# Task a
In the Hayward piece, what got the speaker laid off?

I am the person turned away from services when uptown nonprofits close early because the staff just learned at a retreat to make time for self care.
I am the person mocked, later, for being a fundamentalist religious fanatic and likely a Trump supporter, when I go to a local church instead to get the groceries I need.
And I am the person from whom Trump wants to make America safe again.
I am from Hayward.
I’m that bad rape survivor who won’t report what happened because I can’t have folksĀ blaming me for being out at night. I need to work those long hours to feed my kids and don’t need tension at home.
I’m the bad domestic violence survivor with their ex on speed dial. They’re family, and I need their income after I got laid off for leaving work early to make it back to the shelter by curfew. And prison will only make them angrier.
I’m the bad environmentalist with a gas guzzling car I can’t afford to replace, and no budget for organic food. Although I picked up trash by the creek and planted flowers.
I am from Hayward.
I’m the teenager in trouble with the law, failing school, needing to work to help support my family rather than preparing for jobs that no longer exist.

# Task b
Pick out each row that contains the string "field", matching case.

Coordinate annotation rows:
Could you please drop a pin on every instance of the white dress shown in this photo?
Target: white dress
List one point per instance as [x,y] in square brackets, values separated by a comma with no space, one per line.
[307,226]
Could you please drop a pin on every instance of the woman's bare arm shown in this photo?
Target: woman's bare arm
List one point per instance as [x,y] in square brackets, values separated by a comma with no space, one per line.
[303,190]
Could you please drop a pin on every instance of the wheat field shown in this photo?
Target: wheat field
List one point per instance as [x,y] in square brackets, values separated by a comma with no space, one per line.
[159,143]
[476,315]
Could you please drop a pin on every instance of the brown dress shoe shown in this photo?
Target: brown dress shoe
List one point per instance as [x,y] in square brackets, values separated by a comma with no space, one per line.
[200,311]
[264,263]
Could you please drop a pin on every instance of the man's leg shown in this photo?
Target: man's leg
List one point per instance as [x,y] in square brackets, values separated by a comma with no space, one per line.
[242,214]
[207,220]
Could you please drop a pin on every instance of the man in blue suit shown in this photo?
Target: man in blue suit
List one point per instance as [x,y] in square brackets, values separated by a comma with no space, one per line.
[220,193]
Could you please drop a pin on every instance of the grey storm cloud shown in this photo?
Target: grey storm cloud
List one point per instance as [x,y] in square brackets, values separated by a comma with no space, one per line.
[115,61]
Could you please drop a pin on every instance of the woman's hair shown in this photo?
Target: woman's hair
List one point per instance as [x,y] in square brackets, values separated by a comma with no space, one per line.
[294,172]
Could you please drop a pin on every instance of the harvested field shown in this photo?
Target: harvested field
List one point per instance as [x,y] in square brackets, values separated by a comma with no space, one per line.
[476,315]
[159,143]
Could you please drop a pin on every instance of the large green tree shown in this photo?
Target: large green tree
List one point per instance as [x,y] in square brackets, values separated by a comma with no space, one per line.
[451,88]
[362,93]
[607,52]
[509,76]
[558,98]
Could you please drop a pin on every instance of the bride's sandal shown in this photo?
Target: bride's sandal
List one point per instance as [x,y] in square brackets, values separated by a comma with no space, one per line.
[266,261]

# Final answer a
Leaving work early to make it back to the shelter by curfew.

# Final answer b
Could you please drop a pin on every instance of the wheat field shown in this photo?
Target: wheat field
Could you please drop a pin on every instance of the harvested field shown in this photo?
Target: harvested field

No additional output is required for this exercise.